• _WHAT THIS TASK INVOLVES_
Output the data below in full, byte for byte. Nothing may differ.

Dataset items
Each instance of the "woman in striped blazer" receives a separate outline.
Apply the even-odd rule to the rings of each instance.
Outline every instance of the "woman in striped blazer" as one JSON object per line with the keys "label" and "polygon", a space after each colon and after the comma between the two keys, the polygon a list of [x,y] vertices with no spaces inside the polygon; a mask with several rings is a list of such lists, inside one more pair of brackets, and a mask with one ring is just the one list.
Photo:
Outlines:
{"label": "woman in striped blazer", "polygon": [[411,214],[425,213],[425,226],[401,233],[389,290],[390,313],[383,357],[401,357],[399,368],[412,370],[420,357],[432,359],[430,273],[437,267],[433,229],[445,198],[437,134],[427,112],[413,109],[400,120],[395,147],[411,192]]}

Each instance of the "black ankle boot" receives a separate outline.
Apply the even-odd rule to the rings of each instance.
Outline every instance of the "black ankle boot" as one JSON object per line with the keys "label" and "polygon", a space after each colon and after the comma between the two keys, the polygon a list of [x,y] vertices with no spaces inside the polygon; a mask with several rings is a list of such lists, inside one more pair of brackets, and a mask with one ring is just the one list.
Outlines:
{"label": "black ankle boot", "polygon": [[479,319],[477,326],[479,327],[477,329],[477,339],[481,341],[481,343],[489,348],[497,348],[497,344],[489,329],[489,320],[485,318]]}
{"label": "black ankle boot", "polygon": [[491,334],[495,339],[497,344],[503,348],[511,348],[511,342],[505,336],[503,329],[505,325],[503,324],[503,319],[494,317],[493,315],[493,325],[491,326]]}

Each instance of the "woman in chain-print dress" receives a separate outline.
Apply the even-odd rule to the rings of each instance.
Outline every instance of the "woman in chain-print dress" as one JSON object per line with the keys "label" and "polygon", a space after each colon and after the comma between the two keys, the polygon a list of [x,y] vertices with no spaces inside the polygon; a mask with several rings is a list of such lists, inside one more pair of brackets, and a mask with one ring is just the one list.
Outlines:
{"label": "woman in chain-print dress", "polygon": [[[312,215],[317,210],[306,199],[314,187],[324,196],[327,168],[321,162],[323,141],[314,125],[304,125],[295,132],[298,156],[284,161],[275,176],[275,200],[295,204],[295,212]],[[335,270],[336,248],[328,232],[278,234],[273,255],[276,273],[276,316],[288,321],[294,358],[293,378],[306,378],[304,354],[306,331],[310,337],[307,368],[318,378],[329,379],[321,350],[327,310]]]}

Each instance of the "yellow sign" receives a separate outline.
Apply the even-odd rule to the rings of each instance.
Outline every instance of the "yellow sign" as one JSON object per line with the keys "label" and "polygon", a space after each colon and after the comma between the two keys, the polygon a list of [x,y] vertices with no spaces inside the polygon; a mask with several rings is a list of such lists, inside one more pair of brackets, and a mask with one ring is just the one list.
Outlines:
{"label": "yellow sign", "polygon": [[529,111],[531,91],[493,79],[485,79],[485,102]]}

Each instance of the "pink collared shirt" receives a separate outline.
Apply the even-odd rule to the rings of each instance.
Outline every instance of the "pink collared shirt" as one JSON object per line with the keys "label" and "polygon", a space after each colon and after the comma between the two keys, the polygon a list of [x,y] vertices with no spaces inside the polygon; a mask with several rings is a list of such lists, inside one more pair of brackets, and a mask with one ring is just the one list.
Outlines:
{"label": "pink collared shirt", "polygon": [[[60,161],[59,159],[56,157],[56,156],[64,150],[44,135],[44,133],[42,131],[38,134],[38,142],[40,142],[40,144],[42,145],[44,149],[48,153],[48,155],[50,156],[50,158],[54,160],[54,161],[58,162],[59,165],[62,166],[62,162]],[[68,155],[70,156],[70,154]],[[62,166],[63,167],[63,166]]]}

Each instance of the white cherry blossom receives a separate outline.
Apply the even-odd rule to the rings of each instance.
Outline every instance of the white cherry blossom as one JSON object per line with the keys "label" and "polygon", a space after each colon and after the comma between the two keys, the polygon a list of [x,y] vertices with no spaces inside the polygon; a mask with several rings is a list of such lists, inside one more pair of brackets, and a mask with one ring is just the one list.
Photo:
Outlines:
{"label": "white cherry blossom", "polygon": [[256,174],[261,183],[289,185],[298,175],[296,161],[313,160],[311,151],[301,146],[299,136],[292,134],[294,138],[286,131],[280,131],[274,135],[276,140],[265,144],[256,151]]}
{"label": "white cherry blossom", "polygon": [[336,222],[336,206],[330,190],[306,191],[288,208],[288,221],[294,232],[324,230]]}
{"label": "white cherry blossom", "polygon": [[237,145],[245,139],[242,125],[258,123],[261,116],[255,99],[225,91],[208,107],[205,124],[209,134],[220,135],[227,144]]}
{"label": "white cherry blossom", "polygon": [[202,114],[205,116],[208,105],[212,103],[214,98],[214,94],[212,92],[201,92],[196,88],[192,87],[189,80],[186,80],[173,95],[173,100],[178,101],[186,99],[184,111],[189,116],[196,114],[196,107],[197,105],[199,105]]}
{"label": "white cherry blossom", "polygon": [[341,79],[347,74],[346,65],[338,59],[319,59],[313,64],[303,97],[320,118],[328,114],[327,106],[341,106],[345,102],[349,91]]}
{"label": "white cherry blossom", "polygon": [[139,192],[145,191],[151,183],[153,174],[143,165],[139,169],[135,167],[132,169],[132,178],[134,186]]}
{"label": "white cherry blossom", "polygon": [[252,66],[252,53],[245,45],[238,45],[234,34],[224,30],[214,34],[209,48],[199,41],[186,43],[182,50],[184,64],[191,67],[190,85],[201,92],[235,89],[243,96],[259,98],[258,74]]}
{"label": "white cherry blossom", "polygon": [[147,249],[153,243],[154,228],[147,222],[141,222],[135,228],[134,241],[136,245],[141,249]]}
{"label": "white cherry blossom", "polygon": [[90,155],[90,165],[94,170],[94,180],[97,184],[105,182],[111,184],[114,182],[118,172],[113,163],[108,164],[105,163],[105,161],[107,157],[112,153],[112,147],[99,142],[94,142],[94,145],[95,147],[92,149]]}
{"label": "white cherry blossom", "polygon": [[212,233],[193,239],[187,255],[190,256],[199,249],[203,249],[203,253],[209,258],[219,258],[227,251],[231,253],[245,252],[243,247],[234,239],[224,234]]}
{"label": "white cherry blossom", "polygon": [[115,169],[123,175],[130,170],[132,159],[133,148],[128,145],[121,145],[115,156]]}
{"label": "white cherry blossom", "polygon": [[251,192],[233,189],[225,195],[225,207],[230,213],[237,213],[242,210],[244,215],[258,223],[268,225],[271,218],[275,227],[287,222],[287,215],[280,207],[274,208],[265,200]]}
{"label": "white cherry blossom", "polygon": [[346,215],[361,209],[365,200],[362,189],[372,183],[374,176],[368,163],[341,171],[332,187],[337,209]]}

• _TASK OUTPUT_
Each instance of the "woman in striped blazer" receives a separate outline.
Apply the even-odd rule to the rings of each instance.
Outline every instance of the "woman in striped blazer" as one JSON object per line with the keys "label" and "polygon", a space after each colon and after the comma between the two keys, the polygon a list of [x,y] vertices with no spaces inside the polygon; a mask with several rings is a list of such lists, inside one more pair of brackets, and a mask with one ring is just the one list.
Photo:
Outlines:
{"label": "woman in striped blazer", "polygon": [[411,214],[425,213],[425,226],[401,233],[389,290],[390,313],[383,357],[401,357],[399,368],[412,370],[420,357],[432,359],[430,273],[437,267],[433,229],[445,198],[437,134],[427,112],[413,109],[400,120],[395,147],[411,192]]}

Each instance of the "black ankle boot" receives a separate outline.
Apply the even-odd rule to the rings of each instance.
Outline every instance of the "black ankle boot" as one JSON object per line with the keys "label" and "polygon", a space after each colon and after the comma between the two keys, the polygon a list of [x,y] vertices with no spaces inside the polygon; a mask with several rings is a list of such lists, inside one more pair of brackets, and a mask with one ring is just the one list.
Outlines:
{"label": "black ankle boot", "polygon": [[479,319],[477,326],[479,327],[477,329],[477,339],[481,341],[481,343],[489,348],[497,348],[497,344],[489,329],[489,320],[485,318]]}
{"label": "black ankle boot", "polygon": [[491,334],[495,339],[497,344],[503,348],[511,348],[511,342],[505,336],[503,329],[505,325],[503,324],[503,319],[494,317],[493,315],[493,325],[491,326]]}

Each instance of the "woman in chain-print dress" receives a separate outline.
Apply the even-odd rule to the rings of each instance.
Outline every instance of the "woman in chain-print dress" as one JSON object per line with the keys "label" and "polygon", a space after each colon and after the comma between the two keys, the polygon a list of [x,y] vertices with no spaces inside the polygon; a mask with several rings is a list of such lists, inside one more pair of brackets, and a mask with one ring is just the one list.
Outlines:
{"label": "woman in chain-print dress", "polygon": [[[312,215],[317,210],[306,199],[314,187],[324,196],[327,168],[321,162],[323,141],[314,125],[304,125],[295,132],[298,156],[284,161],[275,176],[275,200],[295,204],[295,212]],[[335,270],[336,248],[328,232],[278,234],[273,255],[276,273],[276,316],[288,321],[294,358],[293,378],[306,378],[304,354],[306,331],[310,337],[307,368],[318,378],[329,379],[321,350],[327,310]]]}

Each instance of the "yellow sign" receives a separate outline.
Apply the even-odd rule to the rings of each instance.
Outline every instance of the "yellow sign" as one JSON object per line with the keys "label" and "polygon", a space after each colon and after the comma between the two keys, the polygon a list of [x,y] vertices with no spaces inside the polygon; a mask with several rings is a list of such lists, inside one more pair of brackets, and a mask with one ring is just the one list.
Outlines:
{"label": "yellow sign", "polygon": [[529,111],[531,91],[493,79],[485,79],[485,102]]}

Each instance of the "pink collared shirt" receives a separate outline.
Apply the even-odd rule to the rings of each instance.
Outline every instance of the "pink collared shirt" as one JSON object per line with the keys "label" and "polygon", a space after each colon and after the comma between the two keys, the polygon a list of [x,y] vertices with no spaces inside the polygon; a mask with several rings is a list of such lists, inside one more pair of brackets, and a mask with one ring is just the one list.
Outlines:
{"label": "pink collared shirt", "polygon": [[[60,161],[59,159],[56,157],[56,156],[64,150],[44,135],[44,133],[42,131],[38,134],[38,142],[40,142],[40,144],[42,145],[44,149],[48,153],[48,155],[50,156],[50,158],[54,160],[54,161],[58,162],[59,165],[62,166],[62,162]],[[68,155],[70,156],[70,154]],[[62,166],[63,167],[63,166]]]}

Each instance of the white cherry blossom receives a separate outline.
Apply the even-odd rule to the rings of each instance.
Outline every instance of the white cherry blossom as one JSON object per line with the keys "label" and "polygon", a space after each colon and after the comma between the two keys, the polygon a list of [x,y] vertices with no spaces inside the polygon; a mask with several rings is a list of such lists, inside one more pair of brackets, and a mask with one ring is just the one list.
Photo:
Outlines:
{"label": "white cherry blossom", "polygon": [[256,174],[261,183],[289,185],[298,175],[296,161],[313,160],[311,151],[301,146],[299,136],[292,134],[294,138],[286,131],[280,131],[274,135],[276,140],[265,144],[256,151]]}
{"label": "white cherry blossom", "polygon": [[336,222],[336,206],[330,190],[306,191],[288,208],[288,221],[294,232],[324,230]]}
{"label": "white cherry blossom", "polygon": [[237,145],[245,139],[242,125],[258,123],[261,116],[255,99],[225,91],[208,107],[205,124],[209,134],[220,135],[227,144]]}
{"label": "white cherry blossom", "polygon": [[202,114],[205,116],[208,105],[212,103],[214,98],[214,94],[212,92],[201,92],[196,88],[192,87],[189,80],[186,80],[173,95],[173,100],[178,101],[186,99],[184,111],[189,116],[196,114],[196,107],[197,105],[199,105]]}
{"label": "white cherry blossom", "polygon": [[341,79],[347,74],[346,65],[338,59],[319,59],[313,64],[303,97],[320,118],[328,114],[327,106],[341,106],[345,102],[349,91]]}
{"label": "white cherry blossom", "polygon": [[139,192],[145,191],[151,183],[153,174],[143,165],[139,169],[135,167],[132,169],[132,178],[134,186]]}
{"label": "white cherry blossom", "polygon": [[252,66],[252,53],[245,45],[238,45],[234,34],[224,30],[214,34],[209,48],[199,41],[186,43],[182,50],[184,64],[191,67],[190,85],[201,92],[235,89],[243,96],[259,98],[258,74]]}
{"label": "white cherry blossom", "polygon": [[147,249],[153,243],[154,228],[147,222],[141,222],[135,228],[134,241],[136,245],[141,249]]}
{"label": "white cherry blossom", "polygon": [[90,155],[90,165],[94,170],[94,180],[97,184],[105,182],[111,184],[114,182],[118,172],[113,163],[108,164],[105,163],[105,161],[107,157],[112,153],[112,147],[99,142],[94,142],[94,145],[95,147],[92,149]]}
{"label": "white cherry blossom", "polygon": [[212,233],[193,239],[187,255],[190,256],[199,249],[203,249],[203,253],[209,258],[219,258],[227,251],[231,253],[245,252],[243,247],[234,239],[224,234]]}
{"label": "white cherry blossom", "polygon": [[115,169],[123,175],[130,170],[132,159],[133,148],[128,145],[121,145],[115,156]]}
{"label": "white cherry blossom", "polygon": [[251,192],[233,189],[225,195],[225,207],[230,213],[237,213],[242,210],[244,215],[258,223],[268,225],[271,218],[275,227],[287,222],[287,215],[280,207],[274,208],[265,200]]}
{"label": "white cherry blossom", "polygon": [[346,215],[361,209],[365,200],[362,189],[372,183],[374,176],[368,163],[341,171],[332,187],[337,209]]}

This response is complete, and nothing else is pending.